Document passage ->
The Medicaid expansion battle is heating up in Nebraska as voters approach a decision that's now just three weeks away.
Eleven state senators penned what they termed an editorial warning that the costs of expanding Medicaid assistance to 90,000 Nebraskans described as the working poor would "make property tax relief nearly impossible" and endanger funding for local schools, the University of Nebraska and current Medicaid recipients.
In response, Medicaid expansion campaign manager Meg Mandy said the ballot initiative would bring hundreds of millions of dollars flowing into the state from the federal government, create and sustain nearly 11,000 jobs and keep hospitals and clinics open across Nebraska while providing needed health care assistance and reducing the costs of uncompensated care.
"Only a group of politicians would think it's a good idea to leave $600 million of our (annual) tax money in Washington, D.C., money that is going to 33 other states instead," Mandy said.
The 11 state senators argued that expansion of Medicaid "would hurt our most vulnerable Nebraskans by removing the focus of Medicaid benefits from people with disabilities, children and pregnant women and placing the focus on working-age adults without disabilities or children."
The senators overwhelmingly represent districts in rural Nebraska, with only Sen. Lou Ann Linehan of Elkhorn representing a metropolitan Omaha district and no senators from Lincoln joining the list. All 11 are Republicans who serve in the nonpartisan Legislature.
"Medicaid expansion would create an unpredictable financial obligation on Nebraska, as seen in other states, which could throw our balanced budget into jeopardy," the senators wrote.
"Tax increases would create an overwhelming financial hardship for most Nebraskans," they said, "and cutting funds to existing programs is an equally unappealing option."
A new study by University of Nebraska at Kearney business and economics professors conducted on behalf of the Nebraska Hospital Association argued Monday that Medicaid expansion actually would generate more in combined local and state revenues than it would cost the state.
"It would also ensure that rural Nebraskans continue to have access to care by alleviating the financial stress that rural hospitals and clinics face," according to a news release issued Monday by Insure the Good Life, the coalition that sponsored the initiative.
"Forty-five percent of Nebraska's critical-access hospitals are in severe financial distress as a result of the high amount of uncompensated care," the coalition stated.
"The choice in this election is whether we are going to bring our tax money home from Washington, D.C., to help hard-working Nebraskans get health care and create jobs or whether we are going to continue to watch our money go to 33 other states to pay for their health care and help their economies instead," Sen. John McCollister of Omaha said.
McCollister is a Republican.
Mandy, speaking for Insure the Good Life, said the proposed expansion of Medicaid would apply to "individuals working at jobs that come without health care coverage and (who) earn less than $17,000 a year."
Recent estimates from the legislative fiscal office envision $1.3 billion in federal funding flowing into the state during the first three years of Medicaid expansion, with state matching funds totaling $90.8 million over that period.
Senators who signed the opposition statement: Joni Albrecht of Thurston, Lydia Brasch of Bancroft, Curt Friesen of Henderson, Jim Scheer of Norfolk, Bruce Bostelman of Brainard, Tom Brewer of Gordon, Rob Clements of Elmwood, Steve Erdman of Bayard, Steve Halloran of Hastings, John Lowe of Kearney and Linehan.
The UNK study was authored by professors Allan Jenkins and Ron Konecny.

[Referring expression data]
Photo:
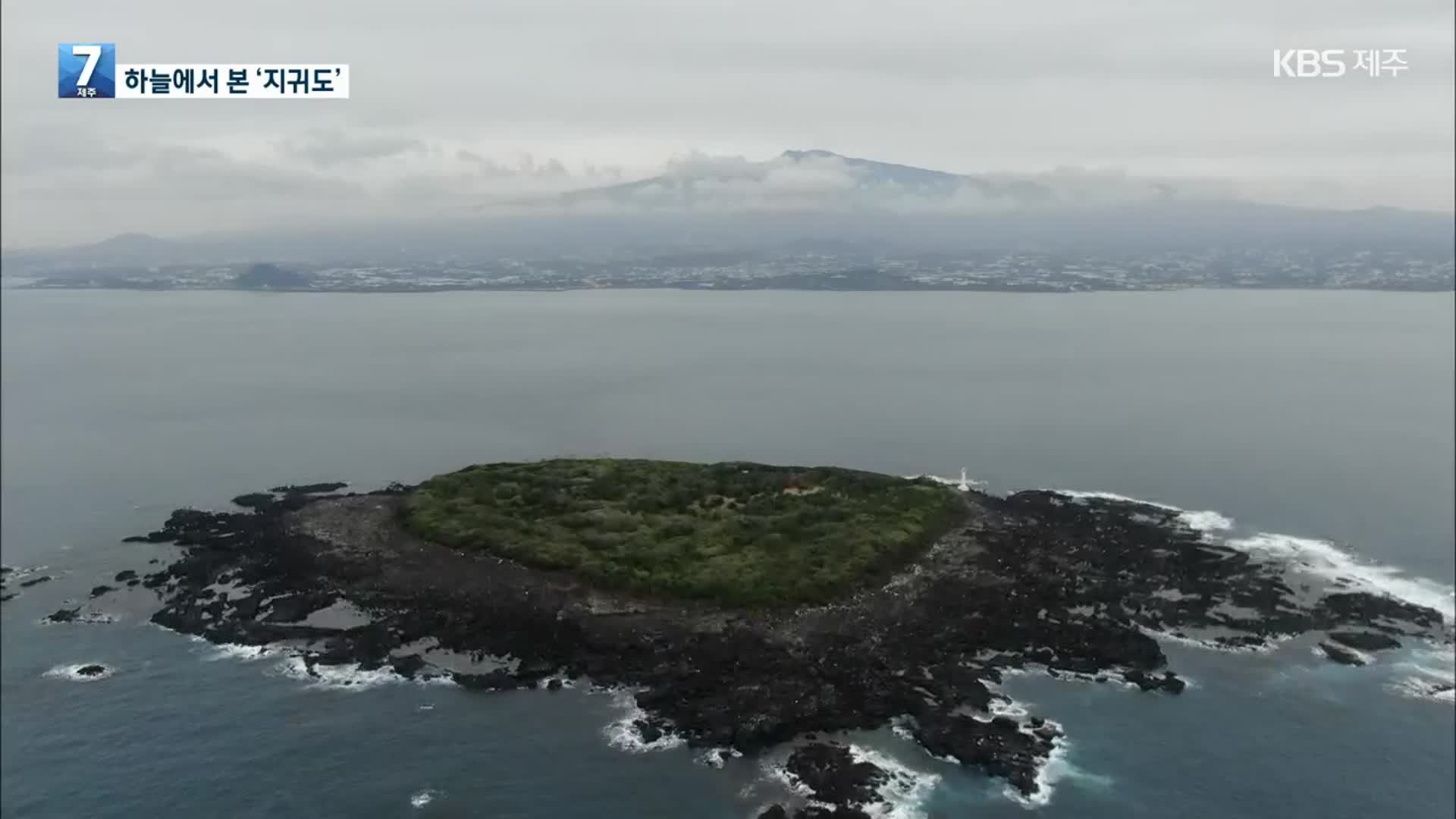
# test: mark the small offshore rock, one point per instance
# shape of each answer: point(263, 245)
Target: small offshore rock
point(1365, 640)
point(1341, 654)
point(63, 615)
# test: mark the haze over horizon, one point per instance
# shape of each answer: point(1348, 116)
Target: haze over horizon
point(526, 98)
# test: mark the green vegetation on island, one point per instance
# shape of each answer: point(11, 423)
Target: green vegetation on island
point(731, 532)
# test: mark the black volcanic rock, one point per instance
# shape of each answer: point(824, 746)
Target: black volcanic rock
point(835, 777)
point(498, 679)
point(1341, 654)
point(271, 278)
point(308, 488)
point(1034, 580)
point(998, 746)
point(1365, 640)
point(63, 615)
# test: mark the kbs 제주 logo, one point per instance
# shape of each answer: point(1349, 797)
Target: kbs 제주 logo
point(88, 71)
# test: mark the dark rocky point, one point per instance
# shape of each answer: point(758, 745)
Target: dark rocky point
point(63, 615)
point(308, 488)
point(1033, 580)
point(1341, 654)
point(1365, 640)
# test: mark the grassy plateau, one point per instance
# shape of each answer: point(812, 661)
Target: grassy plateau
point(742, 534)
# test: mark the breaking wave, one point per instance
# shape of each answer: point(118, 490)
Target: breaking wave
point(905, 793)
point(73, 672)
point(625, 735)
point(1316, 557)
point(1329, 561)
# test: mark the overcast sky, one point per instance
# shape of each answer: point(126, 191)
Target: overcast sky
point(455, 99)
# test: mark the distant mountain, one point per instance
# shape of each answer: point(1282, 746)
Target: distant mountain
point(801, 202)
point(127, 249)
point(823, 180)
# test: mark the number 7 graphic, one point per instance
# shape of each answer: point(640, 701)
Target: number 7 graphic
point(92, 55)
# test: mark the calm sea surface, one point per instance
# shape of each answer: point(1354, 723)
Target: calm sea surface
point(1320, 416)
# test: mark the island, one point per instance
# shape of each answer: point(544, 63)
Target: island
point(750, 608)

Your assignment -> Duplicate, word for word, the part of the Medicaid expansion article that opens with the words containing "Recent estimates from" and closes with "Kearney and Linehan.".

Task solution ->
Recent estimates from the legislative fiscal office envision $1.3 billion in federal funding flowing into the state during the first three years of Medicaid expansion, with state matching funds totaling $90.8 million over that period.
Senators who signed the opposition statement: Joni Albrecht of Thurston, Lydia Brasch of Bancroft, Curt Friesen of Henderson, Jim Scheer of Norfolk, Bruce Bostelman of Brainard, Tom Brewer of Gordon, Rob Clements of Elmwood, Steve Erdman of Bayard, Steve Halloran of Hastings, John Lowe of Kearney and Linehan.